**Text to read**.
# Winterizing



## Mozart (Jul 17, 2018)

Any tips for winterizing?

When would you typically winterize, relative to average first frost? It's mid 50s here do I think I still have some time.

I've heard @g-man suggest 2" HOC - does it need to be that short or is 3" okay?

I have a few bags of Milo and Ringer in my garage and wouldn't mind putting some down unless it's a total waste. Would there be any benefit to Milo now or is it too cold?


----------



## JDgreen18 (Jun 14, 2018)

Mozart said:


> Any tips for winterizing?
> 
> When would you typically winterize, relative to average first frost? It's mid 50s here do I think I still have some time.
> 
> ...


According to my reading on here I would save the Milo for the spring. The use of faster release ferts are what is recommended. I just did my 4th app of weekly urea today. 
In the nitrogen blitz it talks about all of this. The winterizing is not until after the grass stops growing then you hit it with a fast fert.


----------



## sowmyans (Jul 27, 2018)

Any recommendation on fast releasing N for 2 weeks age grasses ? I have put Milo upon seeding (Oct 1st ). Would like to see if I can push the grass growth with some additional fast release N products in a safer way. Same case here, 50s in day time and 40s in night.


----------



## Jconnelly6b (Mar 4, 2018)

@Mozart last year I put my winterizer down a few days before Thanksgiving. You're 60 miles north of me so maybe a week earlier if that.

We have plenty of growing left to do. Keep hammering N for another few weeks. We just need some sun here in Jersey it's been mostly absent. I would love for my lawn to firm up a little.

**Stored data**.
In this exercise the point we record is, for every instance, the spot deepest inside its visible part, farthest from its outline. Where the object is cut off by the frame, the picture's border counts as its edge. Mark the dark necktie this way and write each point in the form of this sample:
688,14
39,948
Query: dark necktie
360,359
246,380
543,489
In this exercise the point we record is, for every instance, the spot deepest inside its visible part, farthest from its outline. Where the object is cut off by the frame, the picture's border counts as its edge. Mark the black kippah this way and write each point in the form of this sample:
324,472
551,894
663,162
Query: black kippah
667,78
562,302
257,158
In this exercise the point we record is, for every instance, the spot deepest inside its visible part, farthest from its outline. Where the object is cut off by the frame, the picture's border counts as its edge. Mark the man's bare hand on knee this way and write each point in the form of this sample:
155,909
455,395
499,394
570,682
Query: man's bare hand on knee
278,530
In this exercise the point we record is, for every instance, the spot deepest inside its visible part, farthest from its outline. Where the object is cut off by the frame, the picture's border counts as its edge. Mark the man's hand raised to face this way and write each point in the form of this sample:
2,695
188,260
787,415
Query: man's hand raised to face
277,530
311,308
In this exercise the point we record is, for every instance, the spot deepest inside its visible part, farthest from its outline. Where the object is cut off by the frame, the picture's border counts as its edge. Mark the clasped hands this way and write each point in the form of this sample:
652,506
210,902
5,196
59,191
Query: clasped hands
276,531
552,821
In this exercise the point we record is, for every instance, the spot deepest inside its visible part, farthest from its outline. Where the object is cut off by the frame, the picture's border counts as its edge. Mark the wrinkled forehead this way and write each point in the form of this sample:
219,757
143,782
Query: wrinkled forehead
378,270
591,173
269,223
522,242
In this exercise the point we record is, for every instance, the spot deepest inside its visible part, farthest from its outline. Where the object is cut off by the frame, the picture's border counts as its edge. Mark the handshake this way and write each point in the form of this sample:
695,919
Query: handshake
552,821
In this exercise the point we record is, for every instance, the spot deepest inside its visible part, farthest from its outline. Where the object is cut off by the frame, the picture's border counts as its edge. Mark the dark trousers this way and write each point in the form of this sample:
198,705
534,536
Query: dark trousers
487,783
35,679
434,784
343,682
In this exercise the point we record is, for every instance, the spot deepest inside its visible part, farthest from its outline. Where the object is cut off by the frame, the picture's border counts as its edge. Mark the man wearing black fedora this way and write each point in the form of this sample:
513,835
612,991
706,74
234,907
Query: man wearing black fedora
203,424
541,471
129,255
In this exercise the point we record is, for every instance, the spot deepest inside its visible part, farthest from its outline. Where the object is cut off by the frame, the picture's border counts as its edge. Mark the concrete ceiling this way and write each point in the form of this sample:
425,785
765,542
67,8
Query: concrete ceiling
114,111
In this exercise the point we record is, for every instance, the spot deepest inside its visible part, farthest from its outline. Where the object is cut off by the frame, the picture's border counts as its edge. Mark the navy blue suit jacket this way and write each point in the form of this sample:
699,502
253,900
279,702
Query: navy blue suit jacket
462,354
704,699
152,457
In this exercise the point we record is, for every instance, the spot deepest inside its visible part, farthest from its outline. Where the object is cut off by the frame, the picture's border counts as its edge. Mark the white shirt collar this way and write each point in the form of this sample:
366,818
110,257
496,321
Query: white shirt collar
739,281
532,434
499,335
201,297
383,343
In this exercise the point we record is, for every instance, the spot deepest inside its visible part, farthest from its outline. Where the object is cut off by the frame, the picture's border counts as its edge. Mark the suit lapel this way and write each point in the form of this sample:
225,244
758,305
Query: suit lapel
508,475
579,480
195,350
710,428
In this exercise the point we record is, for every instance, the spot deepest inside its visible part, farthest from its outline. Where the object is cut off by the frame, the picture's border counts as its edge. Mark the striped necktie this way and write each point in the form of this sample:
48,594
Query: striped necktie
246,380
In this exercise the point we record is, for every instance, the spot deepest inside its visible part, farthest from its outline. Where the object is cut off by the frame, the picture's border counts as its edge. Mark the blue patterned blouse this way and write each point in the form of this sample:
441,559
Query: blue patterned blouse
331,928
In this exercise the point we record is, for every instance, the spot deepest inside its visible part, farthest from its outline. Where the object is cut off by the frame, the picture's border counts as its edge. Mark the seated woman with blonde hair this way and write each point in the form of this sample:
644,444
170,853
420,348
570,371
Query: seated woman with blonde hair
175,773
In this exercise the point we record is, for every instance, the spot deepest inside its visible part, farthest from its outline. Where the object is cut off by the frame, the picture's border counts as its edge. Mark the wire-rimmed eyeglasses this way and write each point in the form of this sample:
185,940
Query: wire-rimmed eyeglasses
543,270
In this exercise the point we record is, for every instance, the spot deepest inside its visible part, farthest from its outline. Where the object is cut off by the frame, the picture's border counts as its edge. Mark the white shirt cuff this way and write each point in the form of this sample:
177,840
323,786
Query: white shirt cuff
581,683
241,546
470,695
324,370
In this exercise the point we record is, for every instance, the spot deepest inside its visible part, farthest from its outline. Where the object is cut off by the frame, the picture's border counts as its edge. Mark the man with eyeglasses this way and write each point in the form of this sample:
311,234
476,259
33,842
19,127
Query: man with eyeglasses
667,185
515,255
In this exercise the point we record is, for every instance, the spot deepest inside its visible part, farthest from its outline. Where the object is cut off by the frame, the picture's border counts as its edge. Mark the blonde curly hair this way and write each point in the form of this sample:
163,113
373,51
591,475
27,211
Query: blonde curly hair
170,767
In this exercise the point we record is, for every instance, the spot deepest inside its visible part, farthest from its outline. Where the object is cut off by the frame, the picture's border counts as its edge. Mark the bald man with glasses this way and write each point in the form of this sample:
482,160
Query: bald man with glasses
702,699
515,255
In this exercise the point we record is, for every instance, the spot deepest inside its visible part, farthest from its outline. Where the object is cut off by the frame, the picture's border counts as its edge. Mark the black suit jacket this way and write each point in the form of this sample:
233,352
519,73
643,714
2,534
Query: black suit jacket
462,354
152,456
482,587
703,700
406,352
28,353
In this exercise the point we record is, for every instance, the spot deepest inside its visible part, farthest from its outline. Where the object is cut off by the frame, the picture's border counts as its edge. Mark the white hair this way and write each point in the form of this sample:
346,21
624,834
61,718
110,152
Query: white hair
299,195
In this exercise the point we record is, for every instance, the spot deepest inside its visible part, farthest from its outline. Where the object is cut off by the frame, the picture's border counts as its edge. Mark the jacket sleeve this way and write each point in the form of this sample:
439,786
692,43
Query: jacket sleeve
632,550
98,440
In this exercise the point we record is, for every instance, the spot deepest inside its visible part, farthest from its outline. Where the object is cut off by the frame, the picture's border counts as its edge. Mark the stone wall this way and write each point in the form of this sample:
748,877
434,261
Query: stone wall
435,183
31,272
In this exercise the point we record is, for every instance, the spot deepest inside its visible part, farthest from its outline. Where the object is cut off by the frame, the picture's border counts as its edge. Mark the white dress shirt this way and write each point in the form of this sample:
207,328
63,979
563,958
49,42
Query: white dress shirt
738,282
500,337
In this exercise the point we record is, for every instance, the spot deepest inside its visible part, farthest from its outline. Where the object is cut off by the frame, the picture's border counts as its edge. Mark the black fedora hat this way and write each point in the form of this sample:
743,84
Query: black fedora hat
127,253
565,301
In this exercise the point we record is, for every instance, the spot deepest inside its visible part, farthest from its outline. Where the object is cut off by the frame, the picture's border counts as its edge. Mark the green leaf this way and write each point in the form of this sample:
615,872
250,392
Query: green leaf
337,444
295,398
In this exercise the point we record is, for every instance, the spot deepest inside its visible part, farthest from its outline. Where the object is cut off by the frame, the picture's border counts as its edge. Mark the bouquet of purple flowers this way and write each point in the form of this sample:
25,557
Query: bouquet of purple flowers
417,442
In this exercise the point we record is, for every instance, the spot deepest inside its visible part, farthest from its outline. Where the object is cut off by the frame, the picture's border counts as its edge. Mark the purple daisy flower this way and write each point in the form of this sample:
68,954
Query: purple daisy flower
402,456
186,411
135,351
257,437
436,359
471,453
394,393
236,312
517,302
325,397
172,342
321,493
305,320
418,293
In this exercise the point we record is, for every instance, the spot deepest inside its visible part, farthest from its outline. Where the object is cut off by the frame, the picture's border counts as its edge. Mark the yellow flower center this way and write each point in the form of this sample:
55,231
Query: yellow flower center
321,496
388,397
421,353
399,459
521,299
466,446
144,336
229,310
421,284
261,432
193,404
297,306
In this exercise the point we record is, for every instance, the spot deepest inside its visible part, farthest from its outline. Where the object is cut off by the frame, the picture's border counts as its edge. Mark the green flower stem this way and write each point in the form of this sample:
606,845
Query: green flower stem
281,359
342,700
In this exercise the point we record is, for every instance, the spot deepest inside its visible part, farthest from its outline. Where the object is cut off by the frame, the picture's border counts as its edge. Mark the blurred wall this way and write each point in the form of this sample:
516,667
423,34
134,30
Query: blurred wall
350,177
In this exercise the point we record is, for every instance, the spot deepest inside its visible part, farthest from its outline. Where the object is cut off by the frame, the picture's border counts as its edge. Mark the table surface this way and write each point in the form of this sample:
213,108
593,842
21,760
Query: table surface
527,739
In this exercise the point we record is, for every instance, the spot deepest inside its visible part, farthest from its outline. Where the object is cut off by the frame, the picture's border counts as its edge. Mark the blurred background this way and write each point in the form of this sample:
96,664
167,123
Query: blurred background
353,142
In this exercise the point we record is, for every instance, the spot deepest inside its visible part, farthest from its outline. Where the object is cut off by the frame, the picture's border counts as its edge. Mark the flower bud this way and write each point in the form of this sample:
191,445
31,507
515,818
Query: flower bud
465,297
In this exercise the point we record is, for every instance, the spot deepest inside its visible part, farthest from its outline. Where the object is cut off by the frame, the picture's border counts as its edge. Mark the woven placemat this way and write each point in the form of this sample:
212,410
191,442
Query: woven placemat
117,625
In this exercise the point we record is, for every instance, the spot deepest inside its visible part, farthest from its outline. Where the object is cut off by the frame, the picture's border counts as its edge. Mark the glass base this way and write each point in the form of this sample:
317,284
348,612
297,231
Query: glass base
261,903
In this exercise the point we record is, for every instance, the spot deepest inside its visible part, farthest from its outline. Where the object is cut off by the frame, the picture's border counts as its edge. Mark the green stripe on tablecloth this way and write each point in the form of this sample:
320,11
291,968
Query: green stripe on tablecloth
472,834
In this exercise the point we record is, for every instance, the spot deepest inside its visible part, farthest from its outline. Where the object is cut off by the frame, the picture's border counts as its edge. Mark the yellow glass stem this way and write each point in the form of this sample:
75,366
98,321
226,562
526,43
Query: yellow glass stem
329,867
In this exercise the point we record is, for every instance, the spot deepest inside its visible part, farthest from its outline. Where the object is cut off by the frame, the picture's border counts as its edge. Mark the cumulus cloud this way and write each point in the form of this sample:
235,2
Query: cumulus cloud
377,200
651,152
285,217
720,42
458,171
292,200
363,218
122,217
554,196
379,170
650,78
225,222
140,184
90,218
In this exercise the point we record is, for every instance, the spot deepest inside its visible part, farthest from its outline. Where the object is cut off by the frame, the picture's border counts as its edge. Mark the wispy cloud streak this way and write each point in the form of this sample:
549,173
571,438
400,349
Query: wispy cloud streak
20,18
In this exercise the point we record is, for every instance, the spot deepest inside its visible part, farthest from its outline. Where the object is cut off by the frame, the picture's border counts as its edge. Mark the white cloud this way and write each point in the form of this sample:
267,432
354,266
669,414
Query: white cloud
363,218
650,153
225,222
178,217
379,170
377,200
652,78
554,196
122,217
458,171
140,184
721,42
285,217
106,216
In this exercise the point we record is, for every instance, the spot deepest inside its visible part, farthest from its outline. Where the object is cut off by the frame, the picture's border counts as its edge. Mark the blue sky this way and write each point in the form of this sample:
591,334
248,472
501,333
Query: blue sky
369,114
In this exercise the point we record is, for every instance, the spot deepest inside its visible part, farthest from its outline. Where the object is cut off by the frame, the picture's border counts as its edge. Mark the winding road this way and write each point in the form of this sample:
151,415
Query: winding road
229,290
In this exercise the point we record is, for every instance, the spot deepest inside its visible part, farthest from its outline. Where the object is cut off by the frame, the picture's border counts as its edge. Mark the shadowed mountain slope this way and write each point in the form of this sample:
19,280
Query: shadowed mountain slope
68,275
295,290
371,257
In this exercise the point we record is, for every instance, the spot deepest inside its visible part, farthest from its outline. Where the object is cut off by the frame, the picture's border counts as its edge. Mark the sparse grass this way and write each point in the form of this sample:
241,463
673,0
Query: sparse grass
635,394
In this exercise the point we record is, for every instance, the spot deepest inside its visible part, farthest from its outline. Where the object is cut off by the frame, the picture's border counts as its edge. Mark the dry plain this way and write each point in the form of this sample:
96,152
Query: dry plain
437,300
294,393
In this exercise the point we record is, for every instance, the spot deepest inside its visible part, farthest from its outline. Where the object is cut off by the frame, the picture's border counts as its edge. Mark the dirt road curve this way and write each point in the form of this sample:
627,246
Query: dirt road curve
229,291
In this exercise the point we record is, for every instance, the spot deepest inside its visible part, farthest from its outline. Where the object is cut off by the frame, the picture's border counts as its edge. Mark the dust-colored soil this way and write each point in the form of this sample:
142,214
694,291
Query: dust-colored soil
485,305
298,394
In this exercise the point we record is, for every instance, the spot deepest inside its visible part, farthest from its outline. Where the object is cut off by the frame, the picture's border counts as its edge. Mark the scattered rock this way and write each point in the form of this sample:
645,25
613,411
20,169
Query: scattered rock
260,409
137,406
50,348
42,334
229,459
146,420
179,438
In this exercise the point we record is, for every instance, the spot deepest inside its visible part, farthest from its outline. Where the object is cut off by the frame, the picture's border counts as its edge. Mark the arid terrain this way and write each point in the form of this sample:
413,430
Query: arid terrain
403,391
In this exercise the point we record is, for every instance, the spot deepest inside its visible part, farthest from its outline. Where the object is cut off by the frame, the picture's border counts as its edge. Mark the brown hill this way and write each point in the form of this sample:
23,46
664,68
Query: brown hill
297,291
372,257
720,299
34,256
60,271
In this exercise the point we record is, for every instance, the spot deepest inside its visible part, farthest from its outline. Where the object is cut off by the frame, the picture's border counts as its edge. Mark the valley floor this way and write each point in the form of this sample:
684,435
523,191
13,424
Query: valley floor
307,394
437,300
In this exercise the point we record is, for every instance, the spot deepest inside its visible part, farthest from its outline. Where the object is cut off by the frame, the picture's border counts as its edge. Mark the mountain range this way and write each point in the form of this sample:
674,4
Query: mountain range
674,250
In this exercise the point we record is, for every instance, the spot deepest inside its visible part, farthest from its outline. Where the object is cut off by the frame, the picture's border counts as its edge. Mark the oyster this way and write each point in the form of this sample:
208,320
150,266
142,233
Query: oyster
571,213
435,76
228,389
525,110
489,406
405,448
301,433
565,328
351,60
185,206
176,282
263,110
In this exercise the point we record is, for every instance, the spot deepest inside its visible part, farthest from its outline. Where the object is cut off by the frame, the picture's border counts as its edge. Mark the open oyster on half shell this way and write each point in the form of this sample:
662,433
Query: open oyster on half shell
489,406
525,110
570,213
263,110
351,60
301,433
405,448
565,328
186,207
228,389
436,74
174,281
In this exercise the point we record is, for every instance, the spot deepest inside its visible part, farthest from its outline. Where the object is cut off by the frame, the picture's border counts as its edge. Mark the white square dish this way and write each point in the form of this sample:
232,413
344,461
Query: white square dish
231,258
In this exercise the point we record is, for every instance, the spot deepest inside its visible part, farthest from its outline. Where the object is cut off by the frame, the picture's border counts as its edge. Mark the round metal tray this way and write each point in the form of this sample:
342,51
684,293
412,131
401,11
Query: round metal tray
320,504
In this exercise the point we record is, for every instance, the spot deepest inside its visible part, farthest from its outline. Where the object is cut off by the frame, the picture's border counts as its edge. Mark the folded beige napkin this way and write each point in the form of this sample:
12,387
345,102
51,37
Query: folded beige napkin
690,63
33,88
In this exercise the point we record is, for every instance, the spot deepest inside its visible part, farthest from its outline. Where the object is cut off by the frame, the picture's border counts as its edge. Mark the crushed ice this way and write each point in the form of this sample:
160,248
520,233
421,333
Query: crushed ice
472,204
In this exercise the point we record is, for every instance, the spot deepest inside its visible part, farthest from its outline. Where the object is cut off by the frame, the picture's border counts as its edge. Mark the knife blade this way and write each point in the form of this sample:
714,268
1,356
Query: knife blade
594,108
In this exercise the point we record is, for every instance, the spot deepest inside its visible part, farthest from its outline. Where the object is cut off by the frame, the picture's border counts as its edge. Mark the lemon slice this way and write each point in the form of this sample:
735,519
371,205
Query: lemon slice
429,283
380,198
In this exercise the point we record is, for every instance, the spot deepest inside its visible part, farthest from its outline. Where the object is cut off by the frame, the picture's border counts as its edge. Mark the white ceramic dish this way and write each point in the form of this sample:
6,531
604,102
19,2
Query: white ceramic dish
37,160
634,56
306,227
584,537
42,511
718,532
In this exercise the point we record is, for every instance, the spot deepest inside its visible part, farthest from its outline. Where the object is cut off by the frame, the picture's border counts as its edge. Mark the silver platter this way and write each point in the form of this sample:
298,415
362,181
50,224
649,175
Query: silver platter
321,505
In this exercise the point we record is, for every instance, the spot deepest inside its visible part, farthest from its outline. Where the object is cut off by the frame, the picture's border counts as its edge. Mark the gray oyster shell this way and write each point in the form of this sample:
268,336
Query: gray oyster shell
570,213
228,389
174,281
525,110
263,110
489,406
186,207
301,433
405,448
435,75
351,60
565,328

**Problems and tasks**.
1/ In the winterizing thread, when did Jconnelly6b put down winterizer last year?
2/ Retype the winterizing thread from "Any recommendation on" to "up a little.".
The entries are not part of this work.

**Results for the exercise**.
1/ A few days before Thanksgiving.

2/
Any recommendation on fast releasing N for 2 weeks age grasses ? I have put Milo upon seeding (Oct 1st ). Would like to see if I can push the grass growth with some additional fast release N products in a safer way. Same case here, 50s in day time and 40s in night.


----------



## Jconnelly6b (Mar 4, 2018)

@Mozart last year I put my winterizer down a few days before Thanksgiving. You're 60 miles north of me so maybe a week earlier if that.

We have plenty of growing left to do. Keep hammering N for another few weeks. We just need some sun here in Jersey it's been mostly absent. I would love for my lawn to firm up a little.